*ABOUT THIS TASK:* Reproduce all records verbatim.

--- TASK DATA Enclosed Below ---

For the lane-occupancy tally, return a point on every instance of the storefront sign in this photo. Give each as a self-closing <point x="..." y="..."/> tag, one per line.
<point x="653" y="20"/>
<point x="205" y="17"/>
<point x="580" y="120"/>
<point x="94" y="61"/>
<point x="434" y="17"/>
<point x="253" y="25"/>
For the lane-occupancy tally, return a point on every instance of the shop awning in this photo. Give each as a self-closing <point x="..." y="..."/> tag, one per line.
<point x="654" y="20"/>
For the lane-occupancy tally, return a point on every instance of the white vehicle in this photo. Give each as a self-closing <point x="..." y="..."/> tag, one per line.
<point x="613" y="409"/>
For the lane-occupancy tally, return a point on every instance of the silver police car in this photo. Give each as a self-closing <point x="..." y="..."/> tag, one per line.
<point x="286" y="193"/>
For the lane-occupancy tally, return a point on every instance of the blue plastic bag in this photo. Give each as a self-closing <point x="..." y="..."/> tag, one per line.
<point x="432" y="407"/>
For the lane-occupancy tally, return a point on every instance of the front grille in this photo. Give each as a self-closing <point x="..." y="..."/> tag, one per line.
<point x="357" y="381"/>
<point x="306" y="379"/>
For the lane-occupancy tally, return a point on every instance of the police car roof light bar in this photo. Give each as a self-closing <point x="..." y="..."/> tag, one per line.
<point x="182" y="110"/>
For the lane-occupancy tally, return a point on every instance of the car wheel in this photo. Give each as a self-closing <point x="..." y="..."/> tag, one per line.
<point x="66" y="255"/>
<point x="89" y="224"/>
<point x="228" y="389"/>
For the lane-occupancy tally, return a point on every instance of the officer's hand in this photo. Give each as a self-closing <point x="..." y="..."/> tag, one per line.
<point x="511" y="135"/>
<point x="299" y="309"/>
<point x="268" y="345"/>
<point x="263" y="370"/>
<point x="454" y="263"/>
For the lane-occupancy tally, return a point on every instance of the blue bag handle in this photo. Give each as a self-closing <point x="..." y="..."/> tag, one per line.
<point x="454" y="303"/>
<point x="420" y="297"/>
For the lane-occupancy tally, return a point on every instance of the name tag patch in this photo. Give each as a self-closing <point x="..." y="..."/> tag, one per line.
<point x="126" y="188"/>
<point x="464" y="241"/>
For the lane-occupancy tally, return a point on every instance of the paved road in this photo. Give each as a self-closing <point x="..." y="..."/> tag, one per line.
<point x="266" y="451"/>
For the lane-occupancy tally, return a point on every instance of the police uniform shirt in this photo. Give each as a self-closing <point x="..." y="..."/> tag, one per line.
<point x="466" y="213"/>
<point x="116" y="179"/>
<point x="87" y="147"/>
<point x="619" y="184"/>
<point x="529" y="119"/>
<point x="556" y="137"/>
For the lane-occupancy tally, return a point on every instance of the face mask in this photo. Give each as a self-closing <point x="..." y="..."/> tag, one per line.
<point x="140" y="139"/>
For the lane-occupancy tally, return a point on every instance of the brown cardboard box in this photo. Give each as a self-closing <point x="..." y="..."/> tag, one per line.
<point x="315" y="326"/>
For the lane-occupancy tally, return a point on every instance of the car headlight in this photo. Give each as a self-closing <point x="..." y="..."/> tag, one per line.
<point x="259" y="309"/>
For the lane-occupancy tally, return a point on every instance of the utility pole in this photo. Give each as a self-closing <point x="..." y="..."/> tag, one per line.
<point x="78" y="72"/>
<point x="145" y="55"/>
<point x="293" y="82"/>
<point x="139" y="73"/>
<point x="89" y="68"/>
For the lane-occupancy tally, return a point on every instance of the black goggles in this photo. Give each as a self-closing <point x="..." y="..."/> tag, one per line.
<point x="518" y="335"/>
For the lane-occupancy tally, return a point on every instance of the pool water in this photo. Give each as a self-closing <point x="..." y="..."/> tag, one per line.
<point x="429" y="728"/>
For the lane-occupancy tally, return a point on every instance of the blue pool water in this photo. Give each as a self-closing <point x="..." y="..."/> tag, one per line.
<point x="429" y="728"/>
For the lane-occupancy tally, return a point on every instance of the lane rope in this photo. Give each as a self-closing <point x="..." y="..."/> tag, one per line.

--- End of Enclosed TASK DATA ---

*COMPLETED EXERCISE:*
For the lane-occupancy tally, return a point on every instance of the storefront sign in this photo. Give each as a self-closing <point x="..." y="..."/> tag, one per line.
<point x="653" y="20"/>
<point x="205" y="17"/>
<point x="580" y="120"/>
<point x="94" y="61"/>
<point x="434" y="17"/>
<point x="253" y="25"/>
For the lane-occupancy tally, return a point on every instance of the shop awning in this photo. Give each as a self-closing <point x="..." y="..."/> tag, one per line.
<point x="654" y="20"/>
For the lane-occupancy tally, return a point on every instance of the white vehicle in this photo. Give each as a self-closing <point x="..." y="..."/> tag, one per line.
<point x="613" y="409"/>
For the lane-occupancy tally, return a point on every instance of the silver police car in this photo. Give each as a self-closing <point x="..." y="..."/> tag, one per line.
<point x="286" y="193"/>
For the lane-occupancy tally, return a point on every instance of the blue plastic bag in this photo. Give each as a self-closing <point x="..." y="..."/> tag, one per line.
<point x="432" y="407"/>
For the lane-occupancy tally, return a point on every instance of the front grille in this photo. Give each as a self-closing <point x="..." y="..."/> tag, one per line.
<point x="357" y="381"/>
<point x="306" y="379"/>
For the lane-occupancy tally, return a point on every instance of the police car roof light bar in this photo. Give each as a self-closing <point x="..." y="..."/> tag, one per line.
<point x="182" y="110"/>
For the lane-occupancy tally, return a point on every instance of the car wheel in this photo. Give each as a self-closing <point x="..." y="..."/> tag, one per line.
<point x="66" y="255"/>
<point x="89" y="224"/>
<point x="228" y="389"/>
For the lane-occupancy tally, return a point on every instance of the officer's hand in this photo. Give each as a self-closing <point x="..." y="..."/> tag, one per line.
<point x="511" y="135"/>
<point x="299" y="309"/>
<point x="268" y="345"/>
<point x="263" y="370"/>
<point x="454" y="263"/>
For the lane-occupancy tally, return a point on every instance of the blue bag handle in this photo. Give each as a self-closing <point x="..." y="..."/> tag, one per line.
<point x="454" y="303"/>
<point x="420" y="297"/>
For the lane-occupancy tally, return a point on every instance of the name tag patch in this photo. Give each as a self-closing <point x="..." y="..."/> tag, one per line.
<point x="126" y="188"/>
<point x="464" y="241"/>
For the lane-occupancy tally, return a point on every instance of the paved road in this photo. Give each as a self-closing <point x="..." y="..."/> tag, one per line.
<point x="266" y="451"/>
For the lane-occupancy tally, return a point on every instance of the police uniform shirt in this photo. Give each as a self-closing <point x="..." y="..."/> tag, one per line.
<point x="466" y="213"/>
<point x="116" y="179"/>
<point x="87" y="147"/>
<point x="619" y="184"/>
<point x="529" y="119"/>
<point x="556" y="137"/>
For the lane-occupancy tally, return a point on every instance of the face mask in this photo. Give each as a self-closing <point x="..." y="..."/> tag, one per line.
<point x="140" y="139"/>
For the lane-occupancy tally, return a point on every instance of the brown cardboard box in this photo. Give each as a self-closing <point x="..." y="..."/> tag, one per line.
<point x="315" y="326"/>
For the lane-occupancy tally, return a point on every instance of the car headlight in this photo. Give each as a self-closing <point x="..." y="..."/> tag, one per line.
<point x="259" y="309"/>
For the lane-occupancy tally, return a point on every instance of the utility pole in this photo. Give each as a self-closing <point x="..." y="..."/> tag, one per line.
<point x="78" y="72"/>
<point x="145" y="55"/>
<point x="293" y="82"/>
<point x="139" y="73"/>
<point x="89" y="68"/>
For the lane-occupancy tally, return a point on every instance of the black goggles in this photo. Give each as a self-closing <point x="..." y="..."/> tag, one per line.
<point x="518" y="335"/>
For the lane-occupancy tally, return a point on every instance of the pool water in this photo. Give each as a self-closing <point x="..." y="..."/> tag, one per line.
<point x="429" y="728"/>
For the lane-occupancy tally, return a point on every instance of the blue pool water in this photo. Give each as a self-closing <point x="..." y="..."/> tag, one per line.
<point x="429" y="728"/>
For the lane-occupancy tally, return a point on every instance of the lane rope in this photo. Give each as a self-closing <point x="..." y="..."/> tag, one per line.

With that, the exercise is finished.